Reproduce all of the records below line by line, changing nothing.

* * * *

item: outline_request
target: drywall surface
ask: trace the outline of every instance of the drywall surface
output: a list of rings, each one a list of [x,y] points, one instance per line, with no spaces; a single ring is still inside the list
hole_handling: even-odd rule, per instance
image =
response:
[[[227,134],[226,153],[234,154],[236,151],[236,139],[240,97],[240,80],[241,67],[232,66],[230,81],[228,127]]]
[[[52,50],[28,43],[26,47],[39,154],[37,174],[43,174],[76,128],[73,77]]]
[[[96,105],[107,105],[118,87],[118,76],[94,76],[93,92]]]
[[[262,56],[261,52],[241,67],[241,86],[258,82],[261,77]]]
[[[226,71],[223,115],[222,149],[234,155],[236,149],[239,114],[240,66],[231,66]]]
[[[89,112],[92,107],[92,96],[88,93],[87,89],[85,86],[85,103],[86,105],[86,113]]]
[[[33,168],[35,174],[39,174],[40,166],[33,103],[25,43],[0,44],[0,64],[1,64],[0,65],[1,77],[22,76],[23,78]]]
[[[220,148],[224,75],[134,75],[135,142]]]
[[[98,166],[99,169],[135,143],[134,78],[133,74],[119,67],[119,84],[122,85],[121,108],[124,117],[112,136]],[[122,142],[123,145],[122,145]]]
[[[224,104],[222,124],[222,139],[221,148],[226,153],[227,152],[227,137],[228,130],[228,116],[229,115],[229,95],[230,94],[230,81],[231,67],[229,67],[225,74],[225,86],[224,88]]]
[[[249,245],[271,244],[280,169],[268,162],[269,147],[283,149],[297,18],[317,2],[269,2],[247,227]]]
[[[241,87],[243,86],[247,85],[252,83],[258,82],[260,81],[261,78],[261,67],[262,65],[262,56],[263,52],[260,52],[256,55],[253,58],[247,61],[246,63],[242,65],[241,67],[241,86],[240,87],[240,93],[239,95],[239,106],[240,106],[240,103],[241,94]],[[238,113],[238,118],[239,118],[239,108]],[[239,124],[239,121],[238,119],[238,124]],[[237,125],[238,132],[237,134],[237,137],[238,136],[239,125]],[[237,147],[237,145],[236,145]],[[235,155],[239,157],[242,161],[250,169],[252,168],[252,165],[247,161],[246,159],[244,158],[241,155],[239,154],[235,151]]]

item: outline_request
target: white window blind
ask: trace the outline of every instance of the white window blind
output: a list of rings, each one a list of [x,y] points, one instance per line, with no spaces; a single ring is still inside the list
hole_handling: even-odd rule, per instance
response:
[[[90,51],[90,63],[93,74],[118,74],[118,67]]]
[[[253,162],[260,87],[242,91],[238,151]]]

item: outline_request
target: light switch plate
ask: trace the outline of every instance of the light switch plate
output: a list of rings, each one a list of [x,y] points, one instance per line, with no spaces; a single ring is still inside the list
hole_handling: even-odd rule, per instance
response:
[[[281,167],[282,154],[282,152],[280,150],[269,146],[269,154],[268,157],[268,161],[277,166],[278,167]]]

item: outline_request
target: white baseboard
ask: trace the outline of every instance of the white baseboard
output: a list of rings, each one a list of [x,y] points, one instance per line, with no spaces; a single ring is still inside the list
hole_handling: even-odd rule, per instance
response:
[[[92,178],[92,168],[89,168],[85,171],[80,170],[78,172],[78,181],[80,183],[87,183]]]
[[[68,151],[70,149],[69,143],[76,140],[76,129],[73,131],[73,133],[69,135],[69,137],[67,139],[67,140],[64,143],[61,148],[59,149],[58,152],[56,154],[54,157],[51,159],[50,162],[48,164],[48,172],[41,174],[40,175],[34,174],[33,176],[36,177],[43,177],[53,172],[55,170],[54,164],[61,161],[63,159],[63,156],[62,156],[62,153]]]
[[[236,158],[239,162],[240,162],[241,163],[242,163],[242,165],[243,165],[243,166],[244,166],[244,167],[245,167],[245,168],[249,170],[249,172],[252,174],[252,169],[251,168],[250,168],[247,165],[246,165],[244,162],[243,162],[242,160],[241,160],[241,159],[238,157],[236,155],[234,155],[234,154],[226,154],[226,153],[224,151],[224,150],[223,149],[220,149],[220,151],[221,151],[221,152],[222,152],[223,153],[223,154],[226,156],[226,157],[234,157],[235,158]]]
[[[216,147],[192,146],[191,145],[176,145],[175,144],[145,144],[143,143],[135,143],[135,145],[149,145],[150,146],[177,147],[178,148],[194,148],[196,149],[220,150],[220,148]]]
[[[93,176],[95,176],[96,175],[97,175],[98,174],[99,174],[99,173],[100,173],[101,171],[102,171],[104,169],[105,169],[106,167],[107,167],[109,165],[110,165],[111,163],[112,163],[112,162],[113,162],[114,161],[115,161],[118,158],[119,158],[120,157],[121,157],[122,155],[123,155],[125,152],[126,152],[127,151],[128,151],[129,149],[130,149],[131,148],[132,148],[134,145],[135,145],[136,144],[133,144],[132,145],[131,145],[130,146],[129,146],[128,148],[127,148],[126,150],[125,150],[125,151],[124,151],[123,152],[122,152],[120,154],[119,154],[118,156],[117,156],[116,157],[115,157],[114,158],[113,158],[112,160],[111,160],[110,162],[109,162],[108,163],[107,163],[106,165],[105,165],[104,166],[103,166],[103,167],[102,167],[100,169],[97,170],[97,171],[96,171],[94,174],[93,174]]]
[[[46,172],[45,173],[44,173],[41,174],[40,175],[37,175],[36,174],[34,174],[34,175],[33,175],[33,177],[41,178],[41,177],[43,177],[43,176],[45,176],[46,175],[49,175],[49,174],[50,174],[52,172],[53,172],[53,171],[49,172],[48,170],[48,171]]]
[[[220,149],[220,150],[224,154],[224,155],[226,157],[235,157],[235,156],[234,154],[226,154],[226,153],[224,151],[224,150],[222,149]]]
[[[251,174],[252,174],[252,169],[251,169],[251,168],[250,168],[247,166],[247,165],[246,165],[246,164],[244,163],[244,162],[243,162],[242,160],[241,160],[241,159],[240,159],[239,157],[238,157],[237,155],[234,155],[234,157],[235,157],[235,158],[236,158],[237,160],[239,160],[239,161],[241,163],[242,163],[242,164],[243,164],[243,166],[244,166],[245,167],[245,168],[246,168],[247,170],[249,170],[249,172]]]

* * * *

**Exercise response:**
item: outline_request
target: drywall surface
ask: trace the outline of every instance of the drywall surface
output: a list of rings, each one a list of [x,y] points, one instance per line, with no spaces; a single ring is still inside the list
hole_handling: even-odd rule, per instance
image =
response:
[[[227,134],[226,153],[234,154],[236,151],[236,139],[240,97],[240,80],[241,67],[232,66],[230,81],[228,127]]]
[[[52,50],[28,43],[26,47],[39,154],[37,174],[43,174],[76,128],[73,77]]]
[[[96,105],[107,105],[118,87],[118,76],[94,76],[93,92]]]
[[[262,56],[261,52],[241,67],[241,86],[258,82],[261,77]]]
[[[226,71],[223,115],[222,149],[234,155],[236,149],[239,114],[240,66],[231,66]]]
[[[89,112],[92,107],[92,96],[88,93],[87,89],[85,86],[85,103],[86,105],[86,113]]]
[[[33,168],[35,174],[39,174],[40,166],[33,103],[25,43],[0,44],[0,64],[1,64],[0,65],[1,77],[22,76],[23,78]]]
[[[220,148],[224,75],[134,75],[135,142]]]
[[[98,166],[99,169],[135,143],[134,78],[133,74],[119,67],[119,84],[122,85],[121,108],[124,117],[112,136]],[[122,142],[123,145],[122,145]]]
[[[224,104],[222,124],[222,139],[221,148],[226,153],[227,152],[227,137],[228,130],[228,116],[229,115],[229,95],[230,94],[230,81],[231,67],[229,67],[225,74],[225,86],[224,88]]]
[[[249,245],[271,244],[280,169],[268,162],[269,147],[283,149],[297,18],[317,2],[269,2],[247,227]]]
[[[241,87],[243,86],[247,85],[252,83],[258,82],[260,81],[261,78],[261,67],[262,65],[262,56],[263,52],[260,52],[256,55],[253,58],[247,61],[246,63],[242,65],[241,67],[241,86],[240,87],[240,93],[239,95],[239,106],[240,106],[240,103],[241,94]],[[238,113],[238,118],[239,118],[239,108]],[[239,124],[239,121],[238,119],[238,124]],[[237,125],[238,132],[237,134],[237,137],[238,136],[239,125]],[[237,147],[237,145],[236,145]],[[235,155],[239,157],[242,161],[250,169],[252,168],[252,165],[247,161],[246,159],[244,158],[241,155],[239,154],[235,151]]]

item: outline_request
target: white window blind
ask: trace the outline of every instance of the white window blind
output: a list of rings, each one a list of [x,y] points, one instance per line, with no spaces; a single ring is still inside the list
hole_handling: even-odd rule, per instance
response:
[[[90,51],[90,63],[93,74],[118,74],[118,67]]]
[[[253,162],[260,87],[242,91],[238,151]]]

item: outline_request
target: light switch plate
ask: trace the outline of every instance of the light switch plate
output: a list of rings, each one a list of [x,y] points, one instance per line, with no spaces; a single ring is still inside the list
hole_handling: even-odd rule, per instance
response:
[[[281,167],[282,154],[282,152],[280,150],[269,146],[269,154],[268,157],[268,161],[277,166],[278,167]]]

item: outline_request
target: white baseboard
ask: trace the outline of every instance of the white baseboard
output: a list of rings, each one a list of [x,y] points, one instance per line, with no spaces; a single ring is still inside the list
hole_handling: even-odd rule, per instance
response:
[[[92,178],[92,168],[89,168],[85,171],[80,170],[78,172],[78,181],[80,183],[87,183]]]
[[[68,151],[70,149],[69,143],[76,140],[76,129],[73,131],[73,133],[69,135],[69,137],[67,139],[67,140],[64,143],[61,148],[59,149],[58,152],[56,154],[54,157],[51,159],[50,162],[48,164],[48,172],[41,174],[40,175],[34,174],[33,176],[36,177],[43,177],[53,172],[55,170],[54,164],[61,161],[63,159],[63,156],[62,156],[62,153]]]
[[[236,158],[239,162],[240,162],[241,163],[242,163],[242,165],[243,165],[243,166],[244,166],[244,167],[245,167],[245,168],[249,170],[249,172],[252,174],[252,169],[251,168],[250,168],[247,165],[246,165],[244,162],[243,162],[242,160],[241,160],[241,159],[238,157],[236,155],[234,155],[234,154],[226,154],[226,153],[224,151],[224,150],[223,149],[220,149],[220,151],[221,151],[221,152],[222,152],[223,153],[223,154],[226,156],[226,157],[234,157],[235,158]]]
[[[216,147],[192,146],[191,145],[176,145],[175,144],[145,144],[143,143],[135,143],[135,145],[149,145],[150,146],[177,147],[178,148],[194,148],[196,149],[220,150],[220,148]]]
[[[93,176],[95,176],[96,175],[97,175],[98,174],[99,174],[99,173],[100,173],[101,171],[102,171],[104,169],[105,169],[106,167],[107,167],[109,165],[110,165],[111,163],[112,163],[112,162],[113,162],[114,161],[115,161],[118,158],[119,158],[120,157],[121,157],[122,155],[123,155],[125,152],[126,152],[127,151],[128,151],[129,149],[130,149],[131,148],[132,148],[134,145],[135,145],[136,144],[133,144],[132,145],[131,145],[130,146],[129,146],[128,148],[127,148],[126,150],[125,150],[125,151],[124,151],[123,152],[122,152],[120,154],[119,154],[118,156],[117,156],[116,157],[115,157],[114,158],[113,158],[112,160],[111,160],[110,162],[109,162],[108,163],[107,163],[106,165],[105,165],[104,166],[103,166],[103,167],[102,167],[100,169],[97,170],[97,171],[96,171],[94,174],[93,174]]]
[[[46,172],[45,173],[44,173],[41,174],[40,175],[37,175],[36,174],[34,174],[34,175],[33,175],[33,177],[41,178],[41,177],[43,177],[43,176],[45,176],[46,175],[49,175],[49,174],[50,174],[52,172],[53,172],[53,171],[49,172],[48,170],[48,171]]]
[[[220,149],[220,150],[224,154],[224,155],[226,157],[235,157],[235,156],[234,154],[226,154],[226,153],[224,151],[224,150],[222,149]]]
[[[251,174],[252,174],[252,169],[251,169],[251,168],[250,168],[247,166],[247,165],[246,165],[246,164],[244,163],[244,162],[243,162],[242,160],[241,160],[241,159],[240,159],[239,157],[238,157],[237,155],[234,155],[234,157],[235,157],[235,158],[236,158],[237,160],[239,160],[239,161],[241,163],[242,163],[242,164],[243,164],[243,166],[244,166],[245,167],[245,168],[246,168],[247,170],[249,170],[249,172]]]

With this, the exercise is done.